*TASK BRIEF*: Could you transcribe the entries below exactly, without any of the pictures?

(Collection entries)
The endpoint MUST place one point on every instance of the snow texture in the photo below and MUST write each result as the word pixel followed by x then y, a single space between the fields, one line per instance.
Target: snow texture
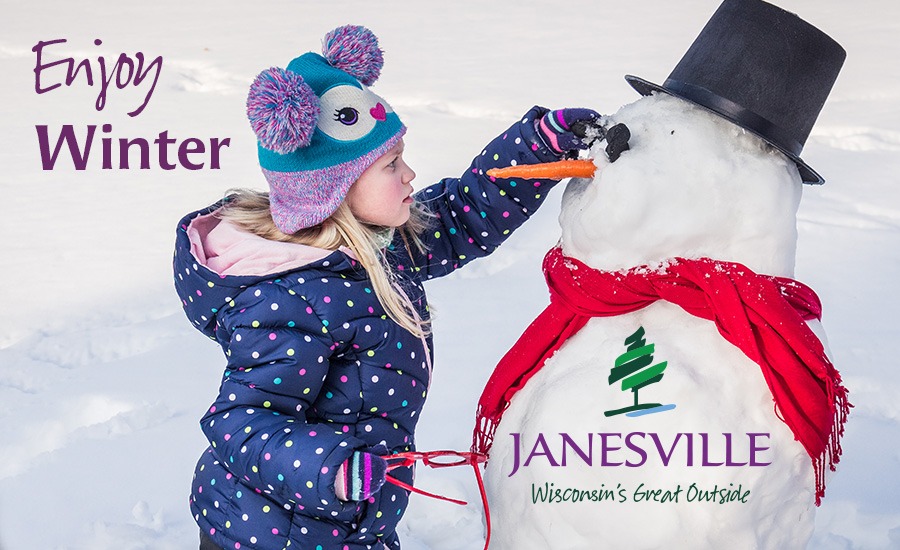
pixel 104 380
pixel 692 185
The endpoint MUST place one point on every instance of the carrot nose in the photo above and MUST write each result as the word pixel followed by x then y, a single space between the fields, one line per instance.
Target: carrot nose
pixel 579 168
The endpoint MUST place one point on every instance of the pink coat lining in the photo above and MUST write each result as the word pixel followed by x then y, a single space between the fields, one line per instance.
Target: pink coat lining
pixel 226 249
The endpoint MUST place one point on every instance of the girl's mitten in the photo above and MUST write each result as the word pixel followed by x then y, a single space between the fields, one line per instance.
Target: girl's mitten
pixel 360 476
pixel 563 130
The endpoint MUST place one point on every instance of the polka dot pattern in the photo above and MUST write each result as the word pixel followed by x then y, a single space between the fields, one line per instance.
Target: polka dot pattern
pixel 316 369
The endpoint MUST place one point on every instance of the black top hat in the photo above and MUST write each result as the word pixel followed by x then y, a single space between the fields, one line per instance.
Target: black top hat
pixel 762 68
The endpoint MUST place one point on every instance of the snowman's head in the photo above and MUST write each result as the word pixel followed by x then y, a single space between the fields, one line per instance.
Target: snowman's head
pixel 691 185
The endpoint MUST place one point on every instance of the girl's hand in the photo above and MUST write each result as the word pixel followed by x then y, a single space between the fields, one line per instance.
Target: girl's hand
pixel 567 130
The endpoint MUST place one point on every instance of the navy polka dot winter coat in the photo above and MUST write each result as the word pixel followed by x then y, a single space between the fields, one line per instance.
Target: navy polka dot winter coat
pixel 316 370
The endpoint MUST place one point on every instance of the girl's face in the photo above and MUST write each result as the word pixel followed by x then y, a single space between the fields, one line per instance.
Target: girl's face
pixel 382 194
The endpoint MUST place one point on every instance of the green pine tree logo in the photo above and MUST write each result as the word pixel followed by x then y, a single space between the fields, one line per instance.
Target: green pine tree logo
pixel 634 370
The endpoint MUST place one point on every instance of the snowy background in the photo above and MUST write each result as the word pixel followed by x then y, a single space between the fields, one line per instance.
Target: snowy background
pixel 102 379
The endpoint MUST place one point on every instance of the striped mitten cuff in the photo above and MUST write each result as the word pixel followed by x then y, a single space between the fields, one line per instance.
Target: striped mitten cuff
pixel 360 476
pixel 558 128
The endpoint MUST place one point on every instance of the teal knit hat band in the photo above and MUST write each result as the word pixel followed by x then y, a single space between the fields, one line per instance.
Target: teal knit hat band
pixel 319 127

*ANSWER SPACE*:
The endpoint MUST place one point on every instance of the snow texture in the photo below and MUST write each result as the word pixel followed by x then y, a single space between the fields, one line per instance.
Target: snow texture
pixel 104 380
pixel 692 185
The endpoint MUST place one point on every instance of the carrot nose in the photo above and MUST write each result as the word pixel followed by x then y, a single space between the fields, one line per instance.
Target: carrot nose
pixel 579 168
The endpoint MUST place one point on every instance of the pink coat lining in the photo above and MUST write each result as the word pixel followed by x then y, a single space between the fields, one line per instance.
Target: pink coat lining
pixel 226 249
The endpoint MUST place one point on every instance of the girl's mitten in the photo above and MUST write each result as the word pixel followed by x then y, a single space between the fields, one line per instance.
Target: girl's mitten
pixel 360 476
pixel 563 130
The endpoint MUST place one point on every instance of the polka dot pattern in the photo above and MUST write each result as the word pixel followed by x then y, a single space between the fields, one line per instance.
Target: polka dot pattern
pixel 316 369
The endpoint MUST place one point on every instance of the black top hat in the photo above and MUST write each result as the word pixel followed by x then y, a single space between the fields, one line per instance.
Target: black top hat
pixel 762 68
The endpoint MUST place one point on every instance of the snowman's head in the photo above and MUST write each result as the word pixel followed by x then y, a single space between the fields, one line per instance.
Target: snowman's head
pixel 691 185
The endpoint MUST place one point on every instance of the girl's hand in the photo above and MUST write each result as the word pixel followed by x then y, a single space between the fields, one line per instance.
Target: girl's hand
pixel 567 130
The endpoint MUST place one point on every instance of the navy polka dot winter coat in the photo above and MUST write each result as the word pixel followed by x then y, a single space between the fields, one line per instance.
Target: navy polka dot winter coat
pixel 316 370
The endpoint MUST place one point on every instance of the girl's face in the photo above and MUST write each result as the word pixel followed by x then y, a single space between the fields, one line per instance.
Target: girl's face
pixel 382 194
The endpoint MUST place one point on every instance of the green pine tree logo in the photo above and MUST write each result as the word pixel followed by x then y, a single space between the fields, one line per instance.
Target: green pine tree logo
pixel 634 370
The endpoint MUST place one point on every instance of the snowy background in the photo above and MUST write each result as the word pixel followed by x then y, a single space between the fields, one line per instance.
Target: snowy background
pixel 102 379
The endpoint MUST place one point on every instance of the striped mitten cuff in the photo above and MUST write each result as the word pixel followed by x then y, a single space between the fields, one line per instance.
Target: striped mitten cuff
pixel 360 476
pixel 558 128
The endpoint MUST place one point on every instance of the teal knit hat band in the photo above and MUST write each result as the word pixel followed by x then y, a single space between the fields, one line per instance.
Target: teal knit hat band
pixel 319 127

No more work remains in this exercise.